■ PAGE TEXT:
__________________________________________________

# Replacing the old 510



## interd0g (Jun 2, 2007)

Looks like everything on offer now is dual tuner. Is that so?

A dual MUST have both inputs to work at all. Is that so?

My installation makes it a real pig to get two RG6 for the run.

I have 119 and 110 running with legacy lnbs, and an SW21 to the single cable down. It is 200 ft long , buried and I have a 20db amp in line.
I used to work in this business but mainly on ships and yachts, so I don't mind playing around with this stuff.


----------



## navy8ball (Mar 23, 2002)

if you consider replacing your 510 I have 3 508 receivers and one 510 for sale. They were all working great when I unhooked them to go strictly HD.


----------



## interd0g (Jun 2, 2007)

Thanks for the offer. I might come back on that although it is really only postponing the problem.
Meanwhile, to add to my original post, the installation was originally home brew with a dish each for 119 and 110, each with a dual legacy LNBF.
but gets a fantastic signal. 
If you stand at the focus, you can feel yourself start to heat up!

i see a DPP lnbf is only available in combination versions for use with the current multi satellite dish systems so to use DPP I would have to abandon my antenna farm.

Maybe I should bite the bullet and run a second cable all the way and let the chips fall where they may.
My new question;-
Can a dual receiver run on two legacy lnbfs?


----------



## P Smith (Jul 25, 2002)

yes


----------



## BobaBird (Mar 31, 2002)

You can go DPP with individual DP duals LNBs and a DPP33 switch, or the more expensive DPP44.


----------



## interd0g (Jun 2, 2007)

__________________________________________________

■ MATERIAL SUPPLIED:

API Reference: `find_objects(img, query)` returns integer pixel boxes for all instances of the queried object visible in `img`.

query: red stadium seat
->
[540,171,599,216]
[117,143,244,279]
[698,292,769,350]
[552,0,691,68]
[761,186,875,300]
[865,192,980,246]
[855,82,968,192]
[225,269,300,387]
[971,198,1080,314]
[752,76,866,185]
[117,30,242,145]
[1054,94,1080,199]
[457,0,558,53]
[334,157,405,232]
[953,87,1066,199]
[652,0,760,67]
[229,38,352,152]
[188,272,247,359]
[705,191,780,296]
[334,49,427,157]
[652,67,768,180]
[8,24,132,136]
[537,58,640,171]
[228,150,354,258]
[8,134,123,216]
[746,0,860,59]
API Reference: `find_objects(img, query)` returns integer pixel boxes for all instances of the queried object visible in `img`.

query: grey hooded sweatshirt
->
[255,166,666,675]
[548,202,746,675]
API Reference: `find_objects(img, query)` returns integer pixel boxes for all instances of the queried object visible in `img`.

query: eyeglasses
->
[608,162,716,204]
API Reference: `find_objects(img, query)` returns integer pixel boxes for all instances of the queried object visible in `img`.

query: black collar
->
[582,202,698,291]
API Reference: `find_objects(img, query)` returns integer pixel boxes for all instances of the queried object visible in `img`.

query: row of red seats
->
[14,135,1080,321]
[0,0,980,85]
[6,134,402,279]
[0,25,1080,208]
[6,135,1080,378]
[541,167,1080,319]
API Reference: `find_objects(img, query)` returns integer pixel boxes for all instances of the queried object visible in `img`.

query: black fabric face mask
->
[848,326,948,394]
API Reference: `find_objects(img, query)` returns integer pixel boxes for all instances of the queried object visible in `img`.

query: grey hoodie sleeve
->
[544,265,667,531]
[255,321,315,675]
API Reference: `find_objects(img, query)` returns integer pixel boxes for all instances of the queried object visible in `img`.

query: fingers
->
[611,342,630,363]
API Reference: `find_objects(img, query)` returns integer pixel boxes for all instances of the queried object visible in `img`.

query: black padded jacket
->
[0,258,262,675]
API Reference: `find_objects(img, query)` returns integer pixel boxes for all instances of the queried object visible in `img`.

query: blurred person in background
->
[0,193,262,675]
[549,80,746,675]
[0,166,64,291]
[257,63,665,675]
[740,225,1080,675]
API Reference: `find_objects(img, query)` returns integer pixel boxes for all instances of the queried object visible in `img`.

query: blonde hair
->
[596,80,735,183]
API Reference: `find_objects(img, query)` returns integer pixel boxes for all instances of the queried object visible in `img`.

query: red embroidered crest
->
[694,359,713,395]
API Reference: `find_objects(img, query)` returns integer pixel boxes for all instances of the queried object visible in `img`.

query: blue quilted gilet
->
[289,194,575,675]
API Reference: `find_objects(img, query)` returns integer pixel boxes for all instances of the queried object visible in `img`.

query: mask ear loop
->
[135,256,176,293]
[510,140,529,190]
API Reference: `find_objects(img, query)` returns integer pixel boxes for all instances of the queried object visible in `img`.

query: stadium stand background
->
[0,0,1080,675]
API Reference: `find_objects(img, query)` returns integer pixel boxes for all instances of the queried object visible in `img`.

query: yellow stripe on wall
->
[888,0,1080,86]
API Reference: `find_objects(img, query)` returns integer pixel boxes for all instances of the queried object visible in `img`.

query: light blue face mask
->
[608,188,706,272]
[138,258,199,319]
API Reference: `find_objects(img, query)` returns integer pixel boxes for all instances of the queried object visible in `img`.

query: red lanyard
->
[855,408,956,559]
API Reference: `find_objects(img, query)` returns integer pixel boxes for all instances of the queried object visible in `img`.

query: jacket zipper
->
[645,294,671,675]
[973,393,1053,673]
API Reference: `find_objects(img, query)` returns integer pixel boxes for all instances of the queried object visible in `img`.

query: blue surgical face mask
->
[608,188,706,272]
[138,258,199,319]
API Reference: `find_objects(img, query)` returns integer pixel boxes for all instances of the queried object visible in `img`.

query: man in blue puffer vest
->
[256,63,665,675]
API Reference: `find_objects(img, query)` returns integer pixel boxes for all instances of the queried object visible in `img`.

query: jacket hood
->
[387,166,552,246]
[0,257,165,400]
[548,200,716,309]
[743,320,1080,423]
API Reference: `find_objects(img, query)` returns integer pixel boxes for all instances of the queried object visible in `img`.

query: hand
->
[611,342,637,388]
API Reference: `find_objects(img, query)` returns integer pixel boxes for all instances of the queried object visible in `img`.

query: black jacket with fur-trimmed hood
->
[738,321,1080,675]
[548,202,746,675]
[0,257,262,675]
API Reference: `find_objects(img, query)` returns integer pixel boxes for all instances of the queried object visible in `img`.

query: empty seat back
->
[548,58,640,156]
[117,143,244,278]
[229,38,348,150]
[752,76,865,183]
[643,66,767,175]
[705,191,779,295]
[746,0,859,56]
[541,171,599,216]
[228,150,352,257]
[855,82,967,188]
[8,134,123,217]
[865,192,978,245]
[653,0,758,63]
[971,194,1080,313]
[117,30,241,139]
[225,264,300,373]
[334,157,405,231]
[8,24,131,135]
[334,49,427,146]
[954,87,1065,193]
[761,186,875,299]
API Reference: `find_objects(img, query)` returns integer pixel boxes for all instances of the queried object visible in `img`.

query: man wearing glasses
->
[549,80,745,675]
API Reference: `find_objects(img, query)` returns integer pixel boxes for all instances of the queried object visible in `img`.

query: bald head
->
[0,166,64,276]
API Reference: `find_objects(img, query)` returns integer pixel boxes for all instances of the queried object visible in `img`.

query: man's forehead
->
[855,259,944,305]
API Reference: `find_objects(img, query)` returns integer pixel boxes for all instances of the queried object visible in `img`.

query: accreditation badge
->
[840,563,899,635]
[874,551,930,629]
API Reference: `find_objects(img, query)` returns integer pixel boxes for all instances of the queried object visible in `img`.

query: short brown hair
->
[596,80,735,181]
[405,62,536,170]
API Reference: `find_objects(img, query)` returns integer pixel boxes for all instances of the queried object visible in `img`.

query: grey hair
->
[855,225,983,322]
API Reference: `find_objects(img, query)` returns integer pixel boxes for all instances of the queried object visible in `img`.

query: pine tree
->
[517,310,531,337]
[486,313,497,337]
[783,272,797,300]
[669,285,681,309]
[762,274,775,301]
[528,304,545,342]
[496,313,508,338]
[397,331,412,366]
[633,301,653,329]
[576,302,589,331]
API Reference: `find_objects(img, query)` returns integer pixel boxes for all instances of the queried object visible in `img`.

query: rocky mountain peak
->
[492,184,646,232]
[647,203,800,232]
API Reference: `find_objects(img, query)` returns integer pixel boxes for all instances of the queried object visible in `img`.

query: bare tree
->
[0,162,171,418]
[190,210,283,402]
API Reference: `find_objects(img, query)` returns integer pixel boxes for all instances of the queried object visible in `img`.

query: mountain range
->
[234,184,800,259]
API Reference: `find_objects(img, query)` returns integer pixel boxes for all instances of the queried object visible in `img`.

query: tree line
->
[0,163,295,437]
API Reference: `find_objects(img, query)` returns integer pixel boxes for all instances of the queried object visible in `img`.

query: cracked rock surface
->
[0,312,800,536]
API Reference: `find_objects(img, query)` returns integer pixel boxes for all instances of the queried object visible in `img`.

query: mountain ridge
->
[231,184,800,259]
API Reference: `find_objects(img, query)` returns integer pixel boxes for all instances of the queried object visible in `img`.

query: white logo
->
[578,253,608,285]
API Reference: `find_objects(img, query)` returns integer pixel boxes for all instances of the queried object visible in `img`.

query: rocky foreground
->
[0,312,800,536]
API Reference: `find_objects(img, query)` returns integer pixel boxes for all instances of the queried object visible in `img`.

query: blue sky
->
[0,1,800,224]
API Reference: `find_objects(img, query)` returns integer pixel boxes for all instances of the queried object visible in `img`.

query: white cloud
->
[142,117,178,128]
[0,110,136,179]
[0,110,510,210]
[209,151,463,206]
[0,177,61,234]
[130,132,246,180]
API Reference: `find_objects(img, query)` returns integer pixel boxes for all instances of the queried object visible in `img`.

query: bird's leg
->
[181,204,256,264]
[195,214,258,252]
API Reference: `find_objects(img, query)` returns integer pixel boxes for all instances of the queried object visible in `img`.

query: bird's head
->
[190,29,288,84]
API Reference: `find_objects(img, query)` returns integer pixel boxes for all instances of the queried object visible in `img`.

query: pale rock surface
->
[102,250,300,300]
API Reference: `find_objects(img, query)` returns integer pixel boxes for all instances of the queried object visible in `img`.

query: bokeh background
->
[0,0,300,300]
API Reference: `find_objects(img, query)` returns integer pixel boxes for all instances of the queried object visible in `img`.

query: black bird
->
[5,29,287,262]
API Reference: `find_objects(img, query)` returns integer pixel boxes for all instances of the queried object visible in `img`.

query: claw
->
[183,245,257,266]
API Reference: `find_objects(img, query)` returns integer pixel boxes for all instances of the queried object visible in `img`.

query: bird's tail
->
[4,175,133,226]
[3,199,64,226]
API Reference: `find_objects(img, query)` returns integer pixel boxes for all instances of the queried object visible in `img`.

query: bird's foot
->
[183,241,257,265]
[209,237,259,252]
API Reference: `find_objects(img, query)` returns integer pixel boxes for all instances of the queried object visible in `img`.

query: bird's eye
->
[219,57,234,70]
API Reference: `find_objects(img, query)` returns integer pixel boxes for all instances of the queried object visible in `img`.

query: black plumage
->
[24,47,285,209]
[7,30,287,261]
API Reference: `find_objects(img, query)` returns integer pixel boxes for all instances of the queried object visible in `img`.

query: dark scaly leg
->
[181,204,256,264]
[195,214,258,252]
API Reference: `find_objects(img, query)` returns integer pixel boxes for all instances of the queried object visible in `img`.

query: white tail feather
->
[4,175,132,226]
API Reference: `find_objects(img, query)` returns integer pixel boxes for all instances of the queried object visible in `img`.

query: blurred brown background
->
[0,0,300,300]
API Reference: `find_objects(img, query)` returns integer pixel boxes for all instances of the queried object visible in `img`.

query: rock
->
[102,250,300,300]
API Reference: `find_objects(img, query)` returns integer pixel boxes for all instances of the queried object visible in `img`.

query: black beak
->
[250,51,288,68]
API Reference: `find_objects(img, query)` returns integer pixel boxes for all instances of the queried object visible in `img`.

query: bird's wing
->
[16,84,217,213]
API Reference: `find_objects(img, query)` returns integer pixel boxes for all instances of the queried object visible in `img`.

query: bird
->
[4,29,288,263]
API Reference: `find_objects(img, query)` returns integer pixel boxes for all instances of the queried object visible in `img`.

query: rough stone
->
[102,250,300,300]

__________________________________________________

■ TASKS AND EXERCISES:
1: In the forum thread about replacing the old 510, how long is the buried cable run down from the dishes?
2: Write the next part of the forum thread about replacing the old 510, picking up right after its final line.
The rows play no part in what follows.

■ ANSWERS IN ORDER:
1: It is 200 ft long.

2:
many thanks - I have two ways to go


----------



## shadough (Dec 31, 2006)

Using the legacy equip. you need a line for each tuner. Legacy will work w/ all receivers. Dishpro equip. will only work w/ Dishpro receviers (510 is DP). if you upgrade the dish to a single dishpro dish w/ a Dishproplus LNB, then no new cable is needed. Connect the 1 cable to the dishproplus LNB and your done. If you want to keep the 2 dishes, you'll need to upgrade the LNB's to Dishpro single LNBs and also get a DPP switch (either the 33 or 44), and still only need the 1 cable to recever (this option will save you from aiming a new dish since your just swapping out the legacy LNBS). You'll also need a DishProPlus seperator, which almost all dual tuner receivers come with anyway, and use it behind the receiver to essentially split the signal into the 2 tuner inputs.

I guess I should also mention that if you wanted HD, you'd definitly need a new dish, either 1000.2 or 1000.4 depending on which ARC you want to aim at. Keeping in mind that only mpeg4 receivers can use the eastern ARC. Another option would be to upgrade 1 of your dishes to a dish500 and use the other dish an re-aim it at 129 for HD. It would still need a DP single LNB though. And not sure where your located but your HD locals might not be on the western arc, they might be on the eastern arc. I myself fall in this category, I have 500 w/ a 300 aimed at 129 (3 feeds fed into a dpp44) but my locals are over on 61.5. I suppose I could aim another dish at 61 but Im in no hurry to do so yet.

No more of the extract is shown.